WHAT TO PRODUCE =
Make an exact copy of the lines below.

Saved entries

-*-*-

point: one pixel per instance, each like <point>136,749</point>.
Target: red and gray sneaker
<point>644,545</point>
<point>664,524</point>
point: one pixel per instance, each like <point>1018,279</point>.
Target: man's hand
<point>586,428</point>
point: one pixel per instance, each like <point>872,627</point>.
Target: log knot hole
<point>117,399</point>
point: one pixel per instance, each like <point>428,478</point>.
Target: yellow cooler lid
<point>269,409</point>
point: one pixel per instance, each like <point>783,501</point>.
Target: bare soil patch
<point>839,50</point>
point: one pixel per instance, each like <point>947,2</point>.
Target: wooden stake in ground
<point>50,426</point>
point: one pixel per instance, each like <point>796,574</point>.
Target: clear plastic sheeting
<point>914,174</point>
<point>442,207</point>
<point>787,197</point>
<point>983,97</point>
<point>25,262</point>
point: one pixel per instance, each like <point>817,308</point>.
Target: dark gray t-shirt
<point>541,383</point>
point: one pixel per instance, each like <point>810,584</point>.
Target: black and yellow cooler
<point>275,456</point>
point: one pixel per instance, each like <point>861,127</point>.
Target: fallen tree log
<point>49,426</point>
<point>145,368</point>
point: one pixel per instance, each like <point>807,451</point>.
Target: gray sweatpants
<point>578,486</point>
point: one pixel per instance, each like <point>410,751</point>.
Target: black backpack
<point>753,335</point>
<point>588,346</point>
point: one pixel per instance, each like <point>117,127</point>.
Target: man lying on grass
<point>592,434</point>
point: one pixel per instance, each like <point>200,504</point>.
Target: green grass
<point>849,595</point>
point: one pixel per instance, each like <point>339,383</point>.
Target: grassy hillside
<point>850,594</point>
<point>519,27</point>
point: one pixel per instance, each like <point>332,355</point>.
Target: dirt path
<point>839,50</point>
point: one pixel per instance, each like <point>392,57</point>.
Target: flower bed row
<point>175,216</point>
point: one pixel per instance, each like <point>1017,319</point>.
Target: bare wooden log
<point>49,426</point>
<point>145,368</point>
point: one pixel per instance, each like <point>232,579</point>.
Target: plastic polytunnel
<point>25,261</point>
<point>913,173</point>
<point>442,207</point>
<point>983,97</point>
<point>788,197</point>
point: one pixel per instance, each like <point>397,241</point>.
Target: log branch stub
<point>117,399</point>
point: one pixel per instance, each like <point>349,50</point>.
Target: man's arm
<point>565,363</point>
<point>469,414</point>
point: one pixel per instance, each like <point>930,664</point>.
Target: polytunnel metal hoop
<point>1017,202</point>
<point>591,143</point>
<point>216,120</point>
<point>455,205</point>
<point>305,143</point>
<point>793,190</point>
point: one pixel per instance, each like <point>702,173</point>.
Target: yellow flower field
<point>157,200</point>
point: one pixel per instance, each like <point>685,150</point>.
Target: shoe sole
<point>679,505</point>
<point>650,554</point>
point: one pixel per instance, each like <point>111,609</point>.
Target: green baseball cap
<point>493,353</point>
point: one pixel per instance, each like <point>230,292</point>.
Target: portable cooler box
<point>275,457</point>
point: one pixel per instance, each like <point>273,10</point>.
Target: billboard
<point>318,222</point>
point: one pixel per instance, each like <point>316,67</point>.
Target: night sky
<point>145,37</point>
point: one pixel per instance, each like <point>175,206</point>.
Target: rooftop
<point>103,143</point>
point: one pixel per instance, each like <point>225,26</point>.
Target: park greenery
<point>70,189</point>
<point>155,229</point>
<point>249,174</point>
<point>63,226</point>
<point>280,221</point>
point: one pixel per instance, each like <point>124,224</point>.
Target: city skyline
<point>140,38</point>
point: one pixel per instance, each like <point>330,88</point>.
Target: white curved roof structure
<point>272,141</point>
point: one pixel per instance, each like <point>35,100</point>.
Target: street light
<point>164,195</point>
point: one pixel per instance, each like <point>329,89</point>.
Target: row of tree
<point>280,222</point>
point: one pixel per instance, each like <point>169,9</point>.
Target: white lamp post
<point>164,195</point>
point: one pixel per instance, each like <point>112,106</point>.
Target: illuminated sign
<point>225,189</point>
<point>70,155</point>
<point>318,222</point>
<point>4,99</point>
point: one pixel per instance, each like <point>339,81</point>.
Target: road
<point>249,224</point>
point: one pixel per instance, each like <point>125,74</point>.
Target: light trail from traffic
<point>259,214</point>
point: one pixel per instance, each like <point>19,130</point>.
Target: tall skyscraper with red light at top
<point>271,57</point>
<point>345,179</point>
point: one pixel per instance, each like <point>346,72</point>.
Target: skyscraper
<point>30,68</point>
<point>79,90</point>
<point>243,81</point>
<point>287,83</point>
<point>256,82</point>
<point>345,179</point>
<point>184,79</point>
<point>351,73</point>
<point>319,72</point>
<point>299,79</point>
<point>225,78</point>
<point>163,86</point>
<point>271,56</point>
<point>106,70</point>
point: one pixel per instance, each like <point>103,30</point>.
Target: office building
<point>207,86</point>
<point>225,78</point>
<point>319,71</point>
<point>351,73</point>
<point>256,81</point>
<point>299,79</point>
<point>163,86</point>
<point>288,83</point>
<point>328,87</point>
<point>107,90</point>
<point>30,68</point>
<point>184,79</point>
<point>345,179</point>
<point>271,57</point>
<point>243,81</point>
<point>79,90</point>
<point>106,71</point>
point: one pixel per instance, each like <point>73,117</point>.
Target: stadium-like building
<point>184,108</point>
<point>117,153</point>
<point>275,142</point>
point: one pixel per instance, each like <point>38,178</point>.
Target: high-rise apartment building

-*-*-

ANSWER SECTION =
point: one pixel per instance, each like <point>136,749</point>.
Target: red and gray sneaker
<point>644,545</point>
<point>664,524</point>
point: one pixel per instance, each like <point>1018,279</point>.
Target: man's hand
<point>586,428</point>
point: one pixel per instance, each like <point>872,627</point>.
Target: log knot hole
<point>117,399</point>
point: one pixel per instance, each like <point>428,478</point>.
Target: yellow cooler lid
<point>269,409</point>
point: one pixel per instance, each like <point>783,501</point>.
Target: bare soil patch
<point>839,50</point>
point: one pixel per instance, each like <point>947,2</point>.
Target: wooden stake in ground
<point>50,426</point>
point: one pixel per instance, each like <point>796,574</point>.
Target: clear plastic sheeting
<point>914,174</point>
<point>442,207</point>
<point>787,197</point>
<point>983,97</point>
<point>25,262</point>
point: one pixel per instance, each like <point>817,308</point>.
Target: dark gray t-shirt
<point>541,383</point>
point: one pixel per instance, each like <point>810,584</point>.
Target: black and yellow cooler
<point>275,456</point>
point: one pixel per instance, each like <point>861,127</point>.
Target: fallen tree log
<point>49,426</point>
<point>145,368</point>
point: one pixel per instance, each like <point>807,451</point>.
Target: gray sweatpants
<point>578,486</point>
point: one pixel per instance, each like <point>410,751</point>.
Target: black backpack
<point>753,335</point>
<point>588,346</point>
point: one pixel per instance, each like <point>117,127</point>.
Target: man lying on grass
<point>592,434</point>
point: one pixel per instance, each like <point>200,504</point>.
Target: green grass
<point>849,595</point>
point: one pixel per instance, each like <point>339,383</point>.
Target: grassy hillside
<point>850,594</point>
<point>519,27</point>
point: one pixel per instance, each like <point>332,355</point>.
Target: dirt path
<point>839,50</point>
point: one pixel per instance, each like <point>392,57</point>.
Target: flower bed row
<point>175,216</point>
point: one pixel per instance, each like <point>1017,319</point>.
Target: bare wooden log
<point>49,426</point>
<point>145,368</point>
point: one pixel per instance, each like <point>232,579</point>.
Target: plastic polytunnel
<point>25,261</point>
<point>913,173</point>
<point>442,207</point>
<point>983,97</point>
<point>788,197</point>
point: one pixel per instance, each like <point>397,241</point>.
Target: log branch stub
<point>117,399</point>
point: one pixel per instance, each like <point>349,50</point>.
Target: man's arm
<point>565,363</point>
<point>469,414</point>
point: one pixel per instance, each like <point>930,664</point>.
Target: polytunnel metal hoop
<point>1017,202</point>
<point>591,143</point>
<point>216,120</point>
<point>455,205</point>
<point>305,143</point>
<point>793,190</point>
point: one pixel per instance, each like <point>702,173</point>.
Target: yellow flower field
<point>157,200</point>
point: one pixel per instance, each like <point>685,150</point>.
Target: shoe sole
<point>679,505</point>
<point>650,554</point>
point: one pixel per instance, each like <point>111,609</point>.
Target: green baseball cap
<point>493,353</point>
point: one pixel per instance, each like <point>230,292</point>.
Target: portable cooler box
<point>275,457</point>
point: one pixel per instance, each like <point>273,10</point>.
Target: billboard
<point>318,222</point>
point: one pixel per instance, each like <point>316,67</point>.
Target: night sky
<point>145,37</point>
point: one pixel per instance, each like <point>175,206</point>.
Target: rooftop
<point>103,143</point>
point: one pixel per instance, each like <point>225,26</point>.
Target: park greenery
<point>70,189</point>
<point>155,229</point>
<point>249,174</point>
<point>63,226</point>
<point>280,221</point>
point: one pixel per instance, each like <point>124,224</point>.
Target: city skyline
<point>140,38</point>
point: one pixel per instance, each like <point>330,88</point>.
Target: white curved roof structure
<point>272,141</point>
point: one pixel per instance, each like <point>35,100</point>.
Target: street light
<point>164,195</point>
point: one pixel per instance, each like <point>329,89</point>.
Target: row of tree
<point>280,222</point>
point: one pixel per instance, each like <point>169,9</point>.
Target: white lamp post
<point>164,195</point>
point: one pixel per instance, each like <point>112,106</point>.
Target: illuminated sign
<point>225,189</point>
<point>70,155</point>
<point>318,222</point>
<point>4,99</point>
point: one pixel per instance, each like <point>339,81</point>.
Target: road
<point>249,224</point>
point: one pixel per instance, each like <point>125,74</point>.
Target: light trail from traffic
<point>259,214</point>
point: one pixel per instance, each like <point>19,130</point>.
Target: tall skyscraper with red light at top
<point>271,57</point>
<point>345,179</point>
point: one pixel per instance, each like <point>346,72</point>.
Target: skyscraper
<point>30,68</point>
<point>79,90</point>
<point>243,81</point>
<point>287,83</point>
<point>256,82</point>
<point>345,179</point>
<point>184,79</point>
<point>351,73</point>
<point>319,72</point>
<point>299,79</point>
<point>225,78</point>
<point>163,86</point>
<point>271,56</point>
<point>106,70</point>
point: one pixel per instance, each like <point>103,30</point>.
Target: office building
<point>207,86</point>
<point>225,78</point>
<point>319,71</point>
<point>351,73</point>
<point>256,81</point>
<point>299,79</point>
<point>163,86</point>
<point>288,83</point>
<point>328,87</point>
<point>107,90</point>
<point>30,68</point>
<point>184,79</point>
<point>345,179</point>
<point>271,57</point>
<point>243,81</point>
<point>79,90</point>
<point>106,71</point>
point: one pixel per instance, each like <point>73,117</point>.
Target: stadium-like building
<point>184,108</point>
<point>117,153</point>
<point>275,142</point>
point: one pixel per instance, each like <point>38,178</point>.
Target: high-rise apartment building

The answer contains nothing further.